STATED PROBLEM A => In the hockey rights passage, swap "Rogers" for "the company" and write out the text from "On the Rogers" to "becomes a bargain.".
STATED PROBLEM B =>
Answer these questions on the hockey rights passage:
(i) How long has it been without Sportsnet figuring out how to produce a slick hockey broadcast?
(ii) When did Amazon show up on the scene?
(iii) If three of the listed things happen, what does $11-billion become?
STATED PROBLEM C => Write what comes next in the hockey rights passage, after its last sentence.

On the Rogers end, it can tell itself there’s room to improve. It’s been more than a decade, and Sportsnet still hasn’t figured out how to produce a slick hockey broadcast. Tonally, it’s trapped somewhere between homespun and homemade. Amazon showed up on the scene a few months ago and it’s already better at it.
Pick one of the following: the broadcast gets much better; the Leafs make it out of the second round; the Oilers become a dynasty; one or both national teams win at Milan 2026; a hockey player penetrates the international sports consciousness; there is some new reason for Canada to hate the U.S. even more.
If one of those things happen, this new deal is miles better than the old one. If two come to pass, Rogers is in great shape. Three, and $11-billion becomes a bargain.
When Rogers did the last deal, it was a phone company. In 10 years, it could be a sports company.

Entries pointing to named objects =>
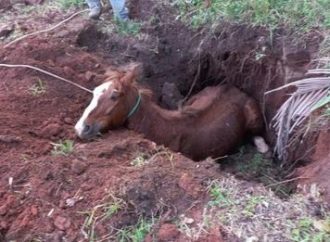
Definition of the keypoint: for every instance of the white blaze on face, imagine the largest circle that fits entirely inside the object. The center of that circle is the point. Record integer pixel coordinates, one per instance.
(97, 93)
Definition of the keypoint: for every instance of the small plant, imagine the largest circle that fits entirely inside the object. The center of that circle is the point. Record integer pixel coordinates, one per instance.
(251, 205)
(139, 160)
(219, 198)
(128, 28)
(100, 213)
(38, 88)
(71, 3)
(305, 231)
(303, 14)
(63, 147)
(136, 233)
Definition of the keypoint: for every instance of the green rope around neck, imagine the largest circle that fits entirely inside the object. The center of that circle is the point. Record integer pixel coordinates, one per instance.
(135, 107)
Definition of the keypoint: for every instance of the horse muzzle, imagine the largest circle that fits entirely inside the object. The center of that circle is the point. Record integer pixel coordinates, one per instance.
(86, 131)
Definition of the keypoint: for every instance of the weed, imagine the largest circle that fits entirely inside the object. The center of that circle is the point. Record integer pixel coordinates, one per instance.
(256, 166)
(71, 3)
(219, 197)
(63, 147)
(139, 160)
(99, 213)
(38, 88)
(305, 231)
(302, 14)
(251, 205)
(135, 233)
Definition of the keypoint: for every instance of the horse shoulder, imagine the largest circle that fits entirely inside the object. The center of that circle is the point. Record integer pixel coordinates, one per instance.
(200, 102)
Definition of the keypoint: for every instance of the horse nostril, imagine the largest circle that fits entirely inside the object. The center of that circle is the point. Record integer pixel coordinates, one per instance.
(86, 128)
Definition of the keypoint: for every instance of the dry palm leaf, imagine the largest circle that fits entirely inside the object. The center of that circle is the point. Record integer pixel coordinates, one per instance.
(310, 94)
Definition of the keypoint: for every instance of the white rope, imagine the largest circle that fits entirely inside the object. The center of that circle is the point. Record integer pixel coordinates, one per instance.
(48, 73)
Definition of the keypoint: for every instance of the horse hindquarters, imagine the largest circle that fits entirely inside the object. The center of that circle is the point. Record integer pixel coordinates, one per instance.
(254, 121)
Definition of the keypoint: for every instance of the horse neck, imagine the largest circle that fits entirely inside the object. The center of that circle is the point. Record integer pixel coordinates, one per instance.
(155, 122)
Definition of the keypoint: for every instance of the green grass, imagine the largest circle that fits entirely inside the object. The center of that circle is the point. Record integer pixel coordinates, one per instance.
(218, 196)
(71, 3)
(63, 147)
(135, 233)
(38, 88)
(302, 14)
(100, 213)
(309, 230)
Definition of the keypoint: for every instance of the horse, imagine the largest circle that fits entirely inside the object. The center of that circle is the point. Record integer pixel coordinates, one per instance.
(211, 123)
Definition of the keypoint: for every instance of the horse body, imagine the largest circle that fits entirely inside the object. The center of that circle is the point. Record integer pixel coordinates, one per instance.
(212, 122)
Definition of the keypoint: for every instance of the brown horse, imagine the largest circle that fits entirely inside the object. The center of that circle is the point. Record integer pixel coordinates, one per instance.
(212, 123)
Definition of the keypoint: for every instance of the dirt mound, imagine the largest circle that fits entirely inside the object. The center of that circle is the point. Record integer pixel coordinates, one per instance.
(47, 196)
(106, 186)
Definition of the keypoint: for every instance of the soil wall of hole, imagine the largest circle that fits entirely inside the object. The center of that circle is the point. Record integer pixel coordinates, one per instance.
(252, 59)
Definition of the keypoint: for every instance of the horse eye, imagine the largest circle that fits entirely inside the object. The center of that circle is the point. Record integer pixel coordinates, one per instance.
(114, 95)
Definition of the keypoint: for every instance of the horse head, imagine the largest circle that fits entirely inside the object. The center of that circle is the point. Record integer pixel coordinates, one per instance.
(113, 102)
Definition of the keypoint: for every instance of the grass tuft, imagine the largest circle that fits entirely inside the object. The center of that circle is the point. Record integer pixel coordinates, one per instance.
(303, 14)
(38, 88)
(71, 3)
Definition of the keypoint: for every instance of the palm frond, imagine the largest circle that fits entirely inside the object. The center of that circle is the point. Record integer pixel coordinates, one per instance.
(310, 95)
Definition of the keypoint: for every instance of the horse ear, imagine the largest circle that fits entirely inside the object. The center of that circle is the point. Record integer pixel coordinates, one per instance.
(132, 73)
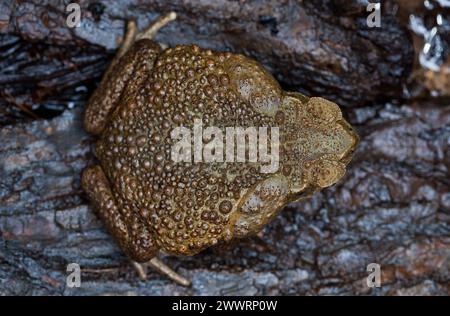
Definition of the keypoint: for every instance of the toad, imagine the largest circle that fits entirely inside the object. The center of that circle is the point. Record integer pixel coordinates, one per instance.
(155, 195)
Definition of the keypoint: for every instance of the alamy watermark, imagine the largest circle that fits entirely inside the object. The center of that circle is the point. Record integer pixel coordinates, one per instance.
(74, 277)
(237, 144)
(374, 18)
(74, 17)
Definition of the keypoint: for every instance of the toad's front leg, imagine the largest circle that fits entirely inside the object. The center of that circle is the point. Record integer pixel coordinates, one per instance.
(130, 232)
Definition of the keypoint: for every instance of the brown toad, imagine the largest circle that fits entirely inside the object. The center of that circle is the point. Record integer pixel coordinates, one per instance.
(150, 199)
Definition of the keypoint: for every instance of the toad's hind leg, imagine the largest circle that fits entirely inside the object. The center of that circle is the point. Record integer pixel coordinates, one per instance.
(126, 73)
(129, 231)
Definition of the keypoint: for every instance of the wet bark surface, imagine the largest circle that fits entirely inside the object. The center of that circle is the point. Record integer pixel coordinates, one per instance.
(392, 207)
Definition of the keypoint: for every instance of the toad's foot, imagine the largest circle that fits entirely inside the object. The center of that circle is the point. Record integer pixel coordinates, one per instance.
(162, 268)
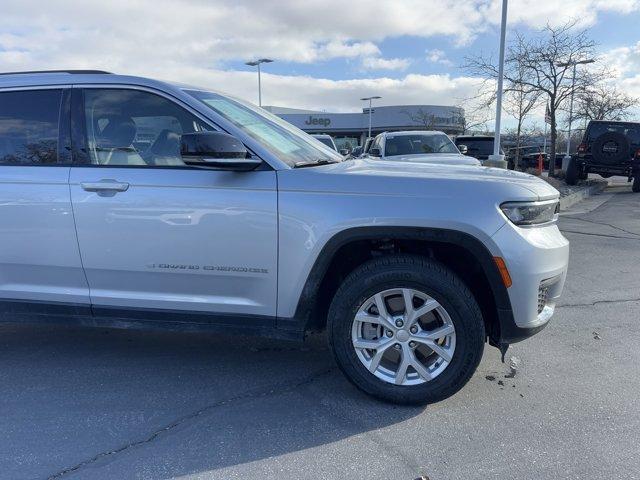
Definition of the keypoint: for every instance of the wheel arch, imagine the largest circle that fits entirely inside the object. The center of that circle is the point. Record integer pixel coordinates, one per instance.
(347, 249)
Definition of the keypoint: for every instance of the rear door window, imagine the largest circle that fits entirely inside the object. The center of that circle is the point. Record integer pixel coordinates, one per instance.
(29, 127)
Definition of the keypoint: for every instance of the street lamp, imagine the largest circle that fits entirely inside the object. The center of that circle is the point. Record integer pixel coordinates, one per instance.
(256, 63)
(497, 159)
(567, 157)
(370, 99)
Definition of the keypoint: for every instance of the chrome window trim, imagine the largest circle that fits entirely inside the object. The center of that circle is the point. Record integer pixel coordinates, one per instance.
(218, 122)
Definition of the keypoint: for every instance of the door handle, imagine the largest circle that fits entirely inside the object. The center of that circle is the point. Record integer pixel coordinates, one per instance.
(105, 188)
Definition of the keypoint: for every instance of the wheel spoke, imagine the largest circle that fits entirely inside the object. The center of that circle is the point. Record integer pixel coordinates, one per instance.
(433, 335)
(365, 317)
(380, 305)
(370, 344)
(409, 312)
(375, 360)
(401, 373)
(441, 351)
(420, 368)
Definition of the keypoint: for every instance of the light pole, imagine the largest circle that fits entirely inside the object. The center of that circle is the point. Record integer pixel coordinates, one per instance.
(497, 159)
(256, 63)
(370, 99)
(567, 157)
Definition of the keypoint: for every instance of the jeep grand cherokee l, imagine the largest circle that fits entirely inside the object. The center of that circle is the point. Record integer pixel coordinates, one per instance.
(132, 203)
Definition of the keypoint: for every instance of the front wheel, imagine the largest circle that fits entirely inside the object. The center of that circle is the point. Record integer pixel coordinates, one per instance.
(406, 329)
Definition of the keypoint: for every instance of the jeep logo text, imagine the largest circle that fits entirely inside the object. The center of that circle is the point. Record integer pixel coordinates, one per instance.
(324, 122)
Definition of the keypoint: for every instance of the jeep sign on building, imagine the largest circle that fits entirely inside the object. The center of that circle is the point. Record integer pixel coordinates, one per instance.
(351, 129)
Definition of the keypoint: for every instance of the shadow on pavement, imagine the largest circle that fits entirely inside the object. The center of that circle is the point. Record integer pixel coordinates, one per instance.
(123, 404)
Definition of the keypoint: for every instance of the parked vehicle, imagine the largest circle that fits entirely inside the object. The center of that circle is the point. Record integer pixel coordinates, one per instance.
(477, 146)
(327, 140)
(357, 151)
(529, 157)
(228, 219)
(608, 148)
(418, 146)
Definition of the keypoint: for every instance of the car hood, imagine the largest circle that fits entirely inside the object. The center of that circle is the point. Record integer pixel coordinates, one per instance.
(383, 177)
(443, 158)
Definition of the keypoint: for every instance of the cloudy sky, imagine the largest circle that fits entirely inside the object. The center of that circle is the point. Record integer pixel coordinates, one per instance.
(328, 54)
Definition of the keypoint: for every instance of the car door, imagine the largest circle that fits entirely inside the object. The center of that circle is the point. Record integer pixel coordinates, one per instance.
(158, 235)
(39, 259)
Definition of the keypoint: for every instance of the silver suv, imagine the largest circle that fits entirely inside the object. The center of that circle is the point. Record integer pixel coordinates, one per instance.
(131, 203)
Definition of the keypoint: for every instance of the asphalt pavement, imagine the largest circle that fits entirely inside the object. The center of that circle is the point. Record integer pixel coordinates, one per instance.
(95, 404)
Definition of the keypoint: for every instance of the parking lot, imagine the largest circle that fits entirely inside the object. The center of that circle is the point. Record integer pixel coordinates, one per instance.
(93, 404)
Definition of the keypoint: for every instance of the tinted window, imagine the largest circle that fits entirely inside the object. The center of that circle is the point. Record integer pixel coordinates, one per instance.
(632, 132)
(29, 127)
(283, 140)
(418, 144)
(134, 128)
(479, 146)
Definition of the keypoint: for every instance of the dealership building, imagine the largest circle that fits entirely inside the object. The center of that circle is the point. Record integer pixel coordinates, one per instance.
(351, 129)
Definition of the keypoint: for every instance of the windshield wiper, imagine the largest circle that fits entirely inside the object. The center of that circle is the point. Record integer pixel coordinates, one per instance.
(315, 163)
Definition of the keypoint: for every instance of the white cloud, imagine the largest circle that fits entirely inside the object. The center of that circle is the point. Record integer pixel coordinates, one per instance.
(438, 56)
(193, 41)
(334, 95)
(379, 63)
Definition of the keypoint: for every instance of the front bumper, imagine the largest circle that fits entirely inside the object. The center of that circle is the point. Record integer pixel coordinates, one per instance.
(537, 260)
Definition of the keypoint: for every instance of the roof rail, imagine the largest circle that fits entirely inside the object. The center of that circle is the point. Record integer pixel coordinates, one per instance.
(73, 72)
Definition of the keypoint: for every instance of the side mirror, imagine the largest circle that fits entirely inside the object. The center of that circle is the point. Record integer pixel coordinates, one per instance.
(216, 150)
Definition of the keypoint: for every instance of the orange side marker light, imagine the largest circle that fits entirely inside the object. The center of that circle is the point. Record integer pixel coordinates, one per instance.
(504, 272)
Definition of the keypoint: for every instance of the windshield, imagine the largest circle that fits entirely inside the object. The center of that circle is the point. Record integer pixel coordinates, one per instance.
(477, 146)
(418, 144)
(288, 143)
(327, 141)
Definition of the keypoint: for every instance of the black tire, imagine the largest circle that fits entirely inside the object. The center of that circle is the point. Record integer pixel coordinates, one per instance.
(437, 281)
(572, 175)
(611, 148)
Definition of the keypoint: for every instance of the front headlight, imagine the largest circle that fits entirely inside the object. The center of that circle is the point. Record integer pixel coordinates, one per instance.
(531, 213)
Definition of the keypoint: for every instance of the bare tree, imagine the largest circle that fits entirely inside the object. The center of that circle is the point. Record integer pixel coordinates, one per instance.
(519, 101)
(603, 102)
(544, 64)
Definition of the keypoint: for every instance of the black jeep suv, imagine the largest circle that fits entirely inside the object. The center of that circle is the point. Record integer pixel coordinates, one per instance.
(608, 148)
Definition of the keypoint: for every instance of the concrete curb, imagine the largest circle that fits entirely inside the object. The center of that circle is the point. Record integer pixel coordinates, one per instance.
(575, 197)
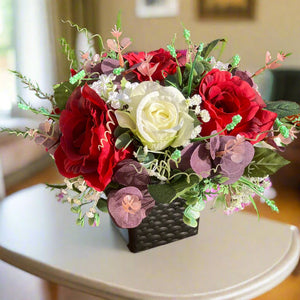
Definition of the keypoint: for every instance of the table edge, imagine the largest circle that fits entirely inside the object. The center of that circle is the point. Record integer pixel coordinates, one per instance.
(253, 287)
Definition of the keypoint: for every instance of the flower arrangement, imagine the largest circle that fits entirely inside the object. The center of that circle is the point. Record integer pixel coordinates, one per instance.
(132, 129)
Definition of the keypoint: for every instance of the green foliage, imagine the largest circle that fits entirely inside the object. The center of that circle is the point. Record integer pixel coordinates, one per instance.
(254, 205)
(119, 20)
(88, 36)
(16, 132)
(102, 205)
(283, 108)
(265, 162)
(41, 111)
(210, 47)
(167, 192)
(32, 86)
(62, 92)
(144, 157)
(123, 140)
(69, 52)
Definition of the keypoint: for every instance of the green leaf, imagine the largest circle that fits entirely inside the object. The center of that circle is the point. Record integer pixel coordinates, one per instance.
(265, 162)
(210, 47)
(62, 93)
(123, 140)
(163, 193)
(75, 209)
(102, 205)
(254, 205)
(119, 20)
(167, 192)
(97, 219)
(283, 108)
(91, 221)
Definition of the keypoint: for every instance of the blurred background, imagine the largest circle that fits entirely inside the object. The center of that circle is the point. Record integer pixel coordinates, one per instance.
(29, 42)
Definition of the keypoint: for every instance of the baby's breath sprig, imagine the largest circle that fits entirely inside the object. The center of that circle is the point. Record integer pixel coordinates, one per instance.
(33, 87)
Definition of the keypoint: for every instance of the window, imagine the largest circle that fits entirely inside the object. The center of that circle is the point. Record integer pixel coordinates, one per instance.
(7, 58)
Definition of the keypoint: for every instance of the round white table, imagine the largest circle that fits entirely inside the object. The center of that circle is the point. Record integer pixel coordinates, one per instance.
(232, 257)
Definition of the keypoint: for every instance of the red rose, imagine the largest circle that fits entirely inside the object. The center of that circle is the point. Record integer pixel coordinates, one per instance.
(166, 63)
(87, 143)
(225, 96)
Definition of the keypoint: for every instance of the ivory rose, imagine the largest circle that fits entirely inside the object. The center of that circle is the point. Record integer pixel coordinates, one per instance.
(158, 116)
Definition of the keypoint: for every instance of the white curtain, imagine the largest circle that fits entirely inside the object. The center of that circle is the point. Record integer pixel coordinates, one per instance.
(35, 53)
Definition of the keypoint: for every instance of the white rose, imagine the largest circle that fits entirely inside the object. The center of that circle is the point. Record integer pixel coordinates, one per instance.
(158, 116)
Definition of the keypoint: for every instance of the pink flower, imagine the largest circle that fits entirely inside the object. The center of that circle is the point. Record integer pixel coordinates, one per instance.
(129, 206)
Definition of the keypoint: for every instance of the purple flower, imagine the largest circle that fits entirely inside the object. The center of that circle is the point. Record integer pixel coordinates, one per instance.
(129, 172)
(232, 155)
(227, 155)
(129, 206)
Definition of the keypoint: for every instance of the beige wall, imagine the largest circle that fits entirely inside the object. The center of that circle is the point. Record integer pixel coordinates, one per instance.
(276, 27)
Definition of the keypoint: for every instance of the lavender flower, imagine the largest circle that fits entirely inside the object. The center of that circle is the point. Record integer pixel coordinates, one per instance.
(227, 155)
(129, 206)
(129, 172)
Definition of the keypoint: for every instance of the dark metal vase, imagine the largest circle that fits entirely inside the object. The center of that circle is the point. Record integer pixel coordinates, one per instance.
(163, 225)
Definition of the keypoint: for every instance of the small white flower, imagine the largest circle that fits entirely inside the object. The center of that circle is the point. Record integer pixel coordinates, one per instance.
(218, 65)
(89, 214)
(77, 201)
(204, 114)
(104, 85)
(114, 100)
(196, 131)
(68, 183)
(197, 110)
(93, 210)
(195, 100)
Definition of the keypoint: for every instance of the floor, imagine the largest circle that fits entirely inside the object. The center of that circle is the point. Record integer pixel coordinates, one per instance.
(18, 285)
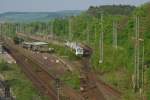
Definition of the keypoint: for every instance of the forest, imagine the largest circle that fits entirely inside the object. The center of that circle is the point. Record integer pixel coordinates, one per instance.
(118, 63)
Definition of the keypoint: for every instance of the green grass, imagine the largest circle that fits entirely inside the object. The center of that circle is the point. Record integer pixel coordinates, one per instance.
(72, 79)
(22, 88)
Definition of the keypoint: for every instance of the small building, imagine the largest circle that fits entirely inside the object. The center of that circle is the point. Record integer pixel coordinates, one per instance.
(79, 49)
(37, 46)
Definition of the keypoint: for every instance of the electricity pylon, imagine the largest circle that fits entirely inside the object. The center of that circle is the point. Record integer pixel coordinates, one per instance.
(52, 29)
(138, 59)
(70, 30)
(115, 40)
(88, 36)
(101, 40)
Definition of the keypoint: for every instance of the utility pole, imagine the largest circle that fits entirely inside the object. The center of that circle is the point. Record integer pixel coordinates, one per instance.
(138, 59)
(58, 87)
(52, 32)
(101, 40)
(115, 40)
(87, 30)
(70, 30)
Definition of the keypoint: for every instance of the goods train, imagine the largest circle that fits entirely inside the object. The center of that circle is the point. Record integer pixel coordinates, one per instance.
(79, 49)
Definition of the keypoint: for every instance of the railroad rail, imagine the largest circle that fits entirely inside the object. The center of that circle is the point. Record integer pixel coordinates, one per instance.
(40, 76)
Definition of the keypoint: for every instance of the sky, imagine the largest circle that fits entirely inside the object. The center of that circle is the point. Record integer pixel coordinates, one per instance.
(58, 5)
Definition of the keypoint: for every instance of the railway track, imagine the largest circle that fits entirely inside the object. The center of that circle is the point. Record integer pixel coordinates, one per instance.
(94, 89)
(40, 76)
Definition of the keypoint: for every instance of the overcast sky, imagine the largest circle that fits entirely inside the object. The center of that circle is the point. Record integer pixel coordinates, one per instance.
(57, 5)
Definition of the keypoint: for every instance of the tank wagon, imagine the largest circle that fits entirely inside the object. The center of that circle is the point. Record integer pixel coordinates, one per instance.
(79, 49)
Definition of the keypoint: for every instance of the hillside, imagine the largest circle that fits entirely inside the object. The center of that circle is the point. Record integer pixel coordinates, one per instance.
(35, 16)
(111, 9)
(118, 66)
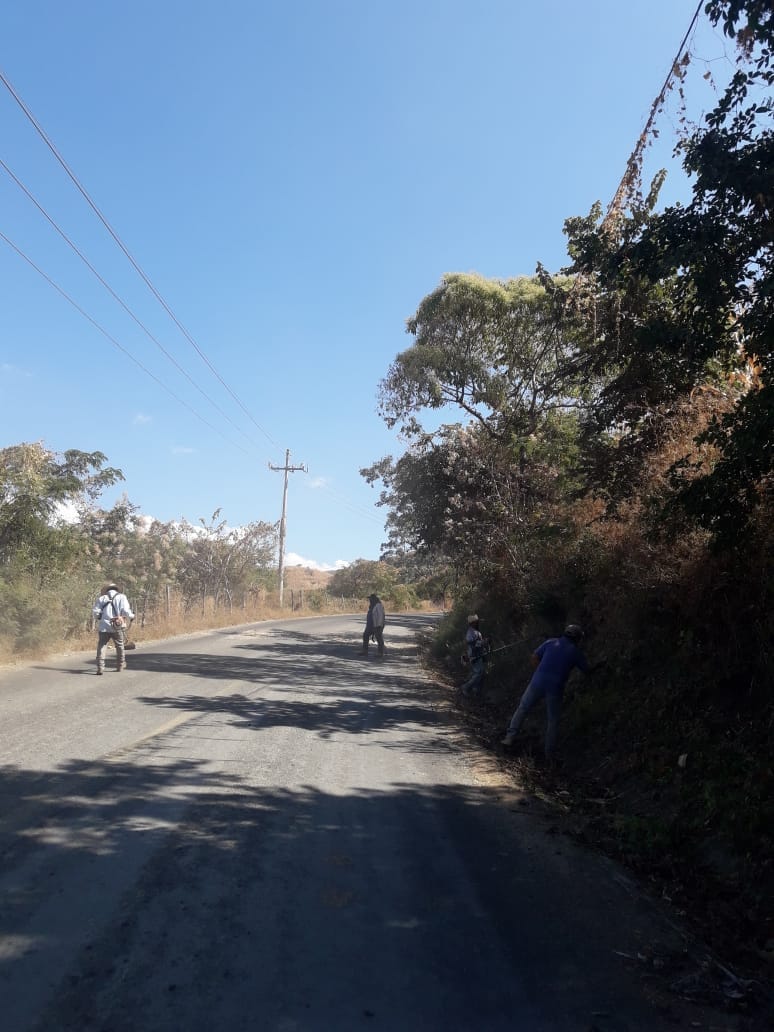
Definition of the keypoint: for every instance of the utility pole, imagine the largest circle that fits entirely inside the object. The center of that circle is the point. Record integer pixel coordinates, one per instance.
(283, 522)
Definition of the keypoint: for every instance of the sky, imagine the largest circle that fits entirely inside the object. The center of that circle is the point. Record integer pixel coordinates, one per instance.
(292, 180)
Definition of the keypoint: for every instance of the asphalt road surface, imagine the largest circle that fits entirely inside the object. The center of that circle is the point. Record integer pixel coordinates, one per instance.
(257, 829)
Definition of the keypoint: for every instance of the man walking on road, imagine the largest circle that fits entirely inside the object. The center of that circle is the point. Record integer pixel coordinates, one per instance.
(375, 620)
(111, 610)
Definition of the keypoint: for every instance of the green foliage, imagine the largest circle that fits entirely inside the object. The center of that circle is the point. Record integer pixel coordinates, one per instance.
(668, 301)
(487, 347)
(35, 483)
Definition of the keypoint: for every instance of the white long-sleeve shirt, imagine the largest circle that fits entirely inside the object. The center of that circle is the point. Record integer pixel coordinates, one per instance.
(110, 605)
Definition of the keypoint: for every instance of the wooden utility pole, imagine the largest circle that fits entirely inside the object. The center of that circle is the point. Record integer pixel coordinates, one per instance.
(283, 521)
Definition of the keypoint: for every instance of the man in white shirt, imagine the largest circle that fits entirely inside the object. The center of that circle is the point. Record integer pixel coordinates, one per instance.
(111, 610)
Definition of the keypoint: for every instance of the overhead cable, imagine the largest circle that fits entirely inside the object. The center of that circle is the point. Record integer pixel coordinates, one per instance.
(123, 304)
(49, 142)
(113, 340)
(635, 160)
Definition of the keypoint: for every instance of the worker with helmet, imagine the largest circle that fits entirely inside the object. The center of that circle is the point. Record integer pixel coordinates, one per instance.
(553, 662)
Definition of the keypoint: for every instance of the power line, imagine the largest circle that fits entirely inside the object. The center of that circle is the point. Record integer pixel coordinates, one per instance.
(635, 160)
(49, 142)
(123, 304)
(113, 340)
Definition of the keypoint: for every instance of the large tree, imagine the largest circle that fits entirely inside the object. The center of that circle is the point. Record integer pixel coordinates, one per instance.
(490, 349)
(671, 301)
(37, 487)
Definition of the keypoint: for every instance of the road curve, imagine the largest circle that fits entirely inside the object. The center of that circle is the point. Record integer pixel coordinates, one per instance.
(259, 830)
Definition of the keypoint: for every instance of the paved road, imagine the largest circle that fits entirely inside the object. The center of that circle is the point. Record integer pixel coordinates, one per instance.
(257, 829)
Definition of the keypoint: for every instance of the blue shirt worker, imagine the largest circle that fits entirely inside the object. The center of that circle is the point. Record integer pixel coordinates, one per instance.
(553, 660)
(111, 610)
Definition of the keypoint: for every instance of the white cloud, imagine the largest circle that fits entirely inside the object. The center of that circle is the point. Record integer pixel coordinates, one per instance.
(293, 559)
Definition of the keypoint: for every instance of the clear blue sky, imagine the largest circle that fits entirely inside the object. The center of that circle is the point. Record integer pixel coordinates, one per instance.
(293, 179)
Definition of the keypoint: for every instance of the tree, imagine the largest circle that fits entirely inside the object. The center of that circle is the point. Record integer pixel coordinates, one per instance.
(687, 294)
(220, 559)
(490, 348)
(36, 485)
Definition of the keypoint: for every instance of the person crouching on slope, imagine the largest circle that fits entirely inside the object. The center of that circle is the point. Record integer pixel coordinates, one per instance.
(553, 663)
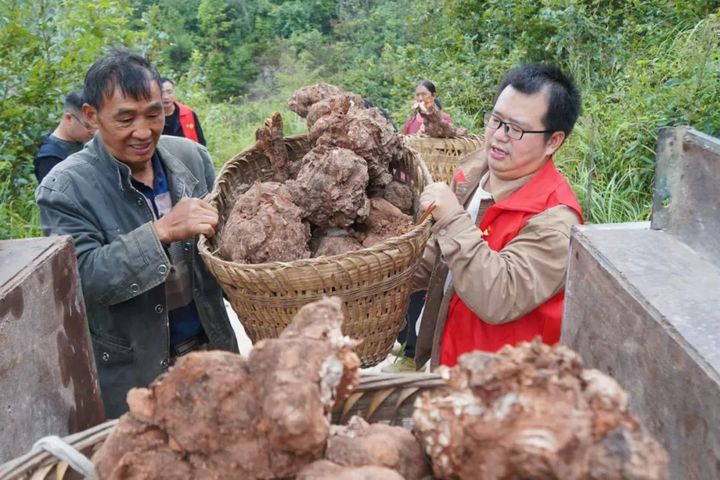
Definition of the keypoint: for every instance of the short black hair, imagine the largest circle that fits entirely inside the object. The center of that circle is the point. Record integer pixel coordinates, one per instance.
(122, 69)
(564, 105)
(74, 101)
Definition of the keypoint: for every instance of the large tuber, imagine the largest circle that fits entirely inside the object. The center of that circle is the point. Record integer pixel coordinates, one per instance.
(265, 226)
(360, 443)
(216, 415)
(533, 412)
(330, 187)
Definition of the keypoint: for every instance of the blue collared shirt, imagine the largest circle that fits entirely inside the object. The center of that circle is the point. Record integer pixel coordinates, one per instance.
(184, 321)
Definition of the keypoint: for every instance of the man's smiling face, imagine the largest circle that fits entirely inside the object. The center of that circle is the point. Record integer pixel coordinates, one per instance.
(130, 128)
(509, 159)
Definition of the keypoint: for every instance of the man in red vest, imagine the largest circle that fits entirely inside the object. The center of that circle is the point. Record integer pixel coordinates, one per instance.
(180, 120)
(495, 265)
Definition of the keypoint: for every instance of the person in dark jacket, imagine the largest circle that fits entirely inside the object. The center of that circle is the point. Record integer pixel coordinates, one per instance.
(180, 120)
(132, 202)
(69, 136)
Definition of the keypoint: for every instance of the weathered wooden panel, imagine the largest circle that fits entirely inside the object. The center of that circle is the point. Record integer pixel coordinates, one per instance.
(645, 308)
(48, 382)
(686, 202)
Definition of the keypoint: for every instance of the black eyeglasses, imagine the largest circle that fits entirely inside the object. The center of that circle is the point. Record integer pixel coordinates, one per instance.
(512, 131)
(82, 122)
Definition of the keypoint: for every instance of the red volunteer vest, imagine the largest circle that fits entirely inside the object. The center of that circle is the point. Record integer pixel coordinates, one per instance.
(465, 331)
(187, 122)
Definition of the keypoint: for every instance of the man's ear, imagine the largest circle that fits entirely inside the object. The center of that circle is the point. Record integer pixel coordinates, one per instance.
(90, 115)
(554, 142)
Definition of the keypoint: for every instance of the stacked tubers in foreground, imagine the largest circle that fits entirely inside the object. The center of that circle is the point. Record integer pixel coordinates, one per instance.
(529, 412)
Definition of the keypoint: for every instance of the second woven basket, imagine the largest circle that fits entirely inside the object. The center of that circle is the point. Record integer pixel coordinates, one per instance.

EXPECTED ANSWER A =>
On the the company end, it can tell itself there’s room to improve. It’s been more than a decade, and Sportsnet still hasn’t figured out how to produce a slick hockey broadcast. Tonally, it’s trapped somewhere between homespun and homemade. Amazon showed up on the scene a few months ago and it’s already better at it.
Pick one of the following: the broadcast gets much better; the Leafs make it out of the second round; the Oilers become a dynasty; one or both national teams win at Milan 2026; a hockey player penetrates the international sports consciousness; there is some new reason for Canada to hate the U.S. even more.
If one of those things happen, this new deal is miles better than the old one. If two come to pass, the company is in great shape. Three, and $11-billion becomes a bargain.

EXPECTED ANSWER B =>
(i) More than a decade.
(ii) A few months ago.
(iii) A bargain.

EXPECTED ANSWER C =>
Sports companies aren’t businesses. They’re gambling syndicates. The right teams win, they do well. The right teams lose, and they still do well. The trick is figuring out when – or if – the wheel is going to stop turning.
During Rogers’s first hockey deal, the wheel slowed. It didn’t stop, but it threatened to do so.
Rogers is gambling that the hockey wheel has been given another great big push, and will spin freely for the foreseeable future. If you and others like you think that’s true, it will end up winning big.